Go to the line holding "Pinpoint each cat" in the data below and repeat it exactly, then each line after it up to and including the one holding "Pinpoint each cracked". Omit pictures.

*The data*.
============
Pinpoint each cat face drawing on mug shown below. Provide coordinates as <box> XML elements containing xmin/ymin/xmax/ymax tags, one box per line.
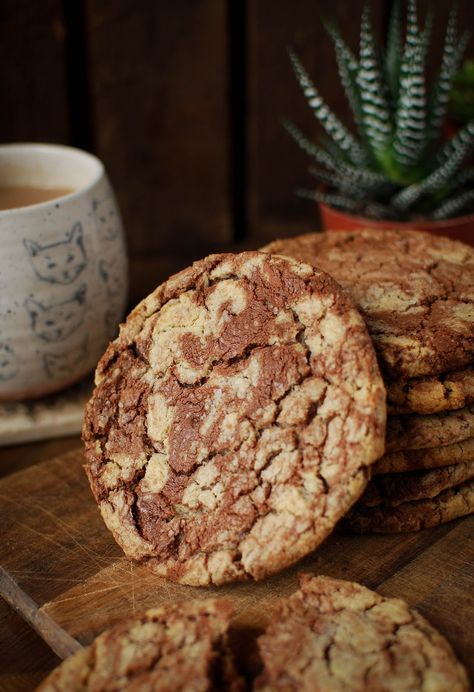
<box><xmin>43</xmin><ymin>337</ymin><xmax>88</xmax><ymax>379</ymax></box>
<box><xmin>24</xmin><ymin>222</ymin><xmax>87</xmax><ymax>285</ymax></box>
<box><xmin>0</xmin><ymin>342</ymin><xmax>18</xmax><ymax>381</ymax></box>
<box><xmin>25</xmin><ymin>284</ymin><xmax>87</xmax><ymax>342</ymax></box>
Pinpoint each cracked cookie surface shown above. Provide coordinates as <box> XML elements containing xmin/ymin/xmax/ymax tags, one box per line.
============
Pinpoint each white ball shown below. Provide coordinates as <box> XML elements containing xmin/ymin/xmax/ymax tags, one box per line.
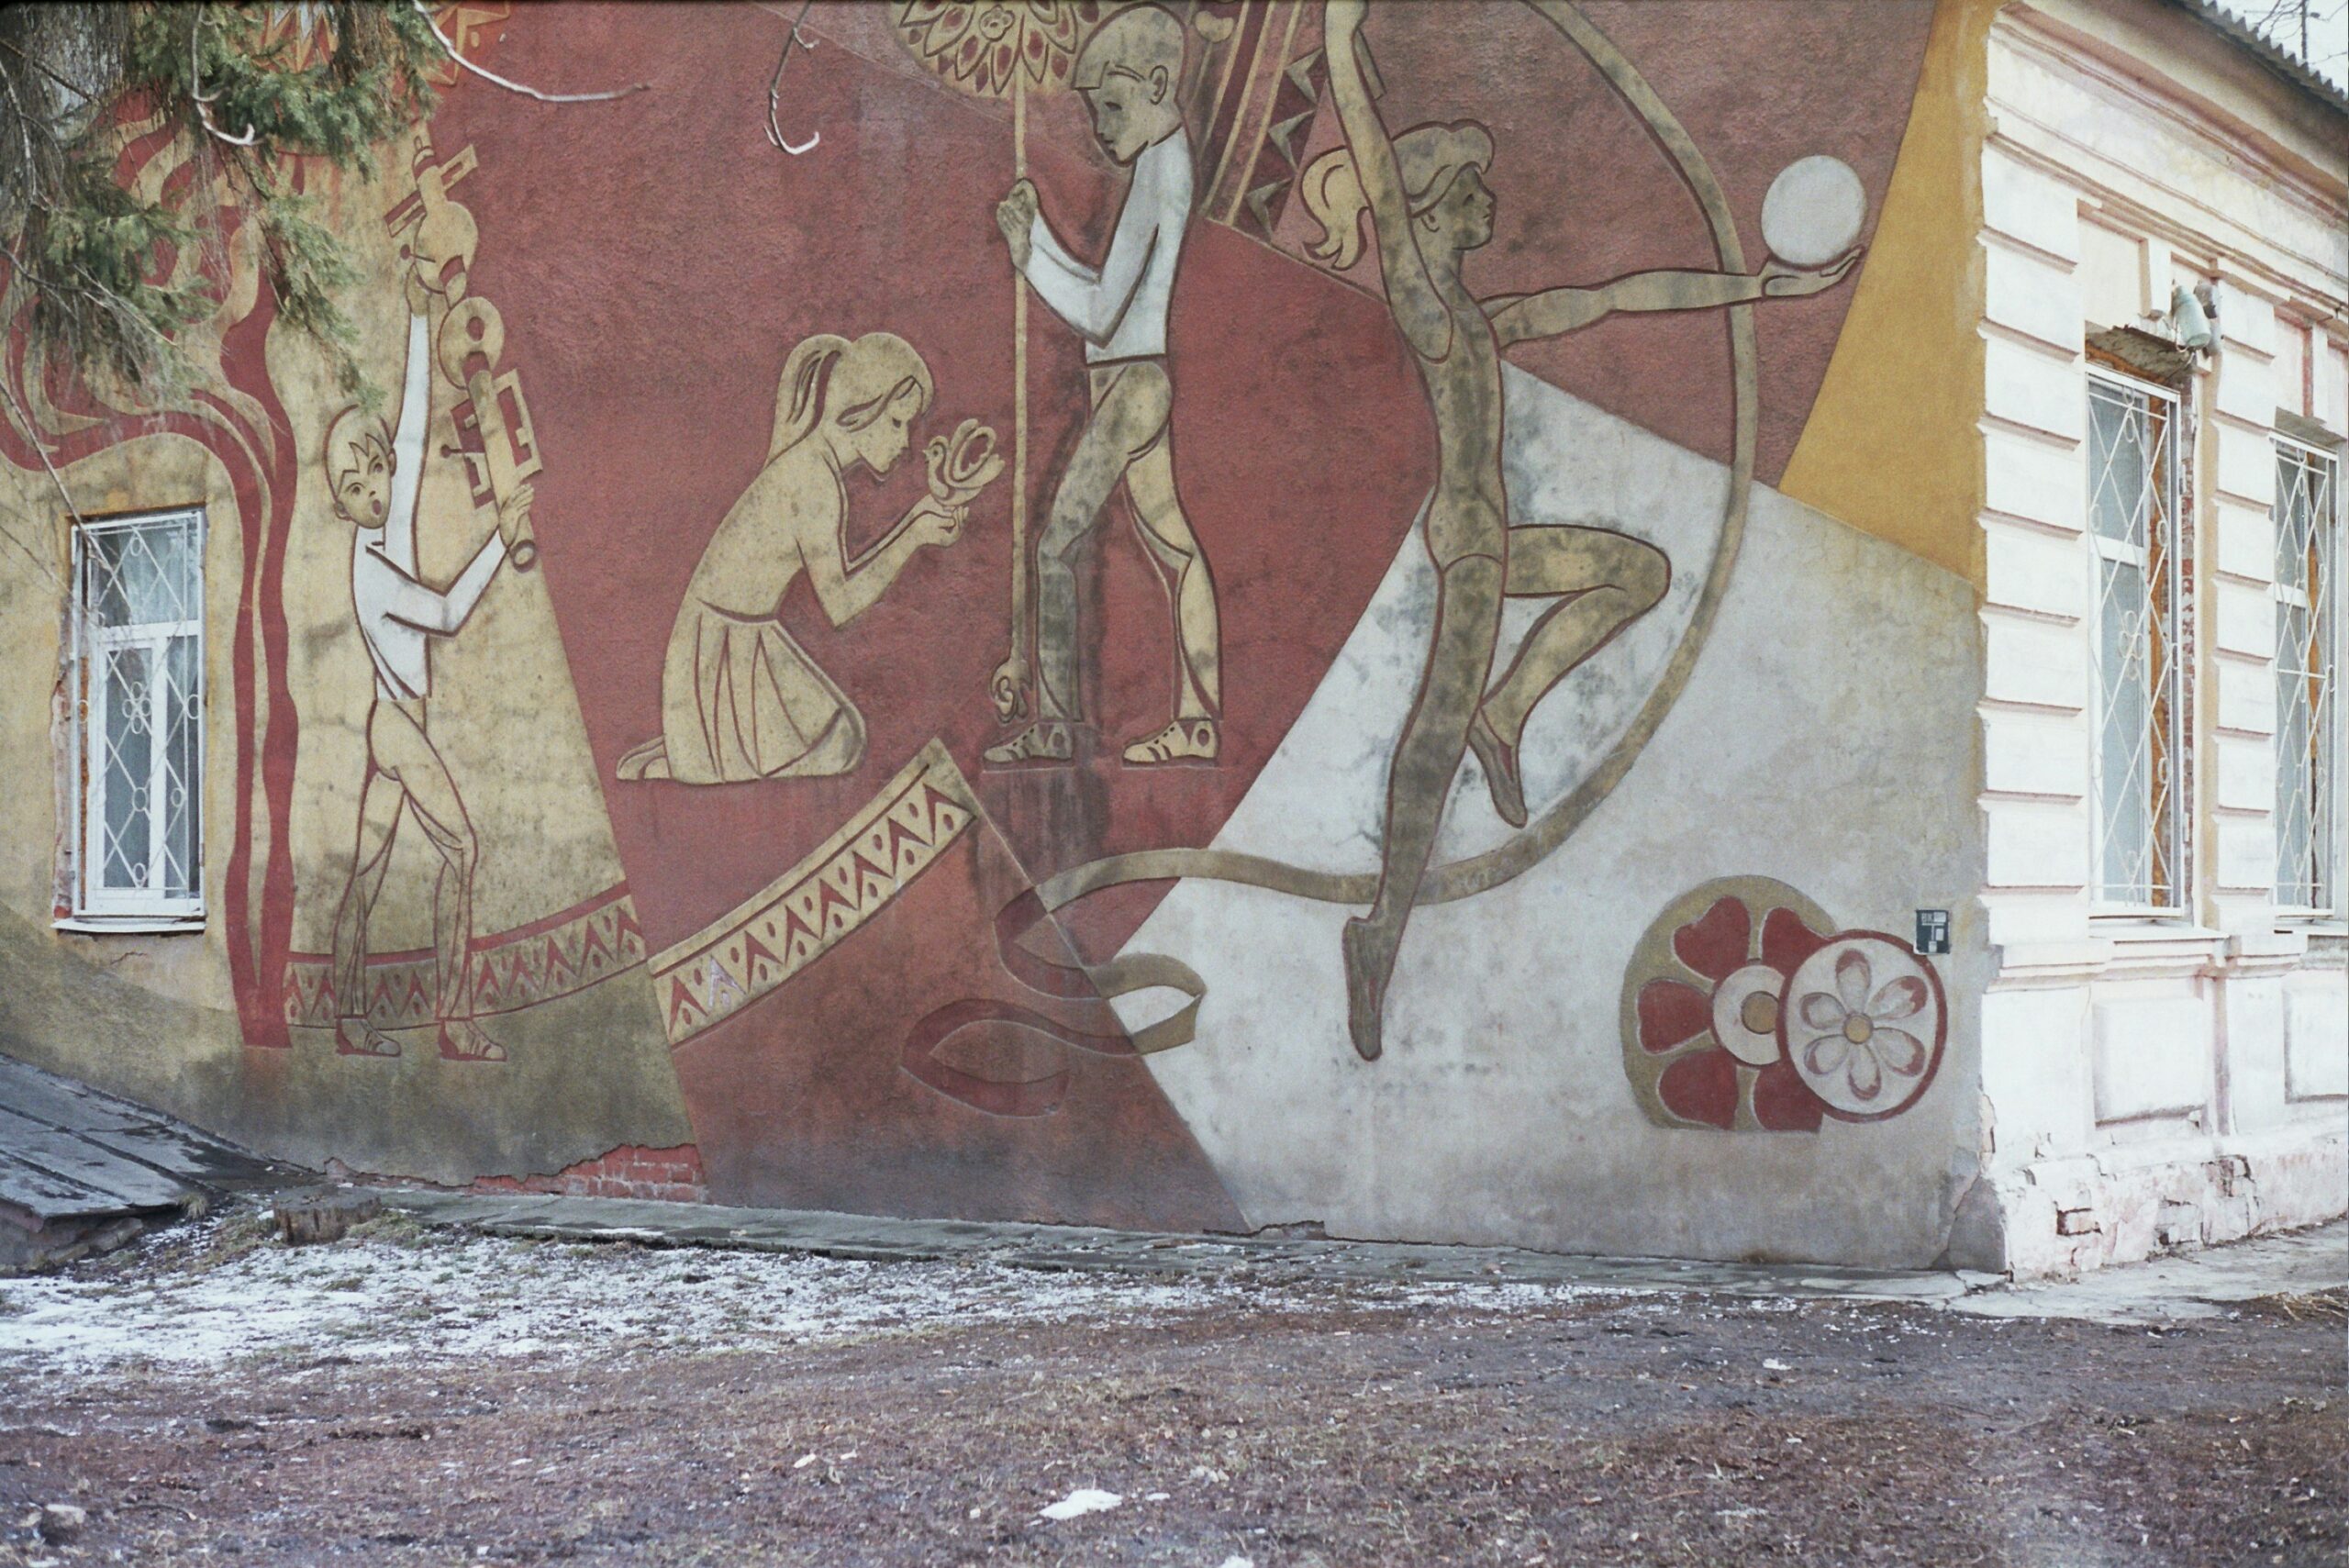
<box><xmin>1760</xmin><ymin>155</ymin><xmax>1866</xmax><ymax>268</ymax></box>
============
*Task result*.
Pinpoint each cat face drawing on mug shown below. Provide coordinates as <box> XML elements containing xmin/ymin/xmax/ymax tags, one box per line.
<box><xmin>43</xmin><ymin>337</ymin><xmax>88</xmax><ymax>379</ymax></box>
<box><xmin>24</xmin><ymin>222</ymin><xmax>87</xmax><ymax>285</ymax></box>
<box><xmin>0</xmin><ymin>342</ymin><xmax>18</xmax><ymax>381</ymax></box>
<box><xmin>25</xmin><ymin>284</ymin><xmax>87</xmax><ymax>342</ymax></box>
Pinpoint each cracked cookie surface shown above. Provide coordinates as <box> XML elements containing xmin/ymin/xmax/ymax tags, one box per line.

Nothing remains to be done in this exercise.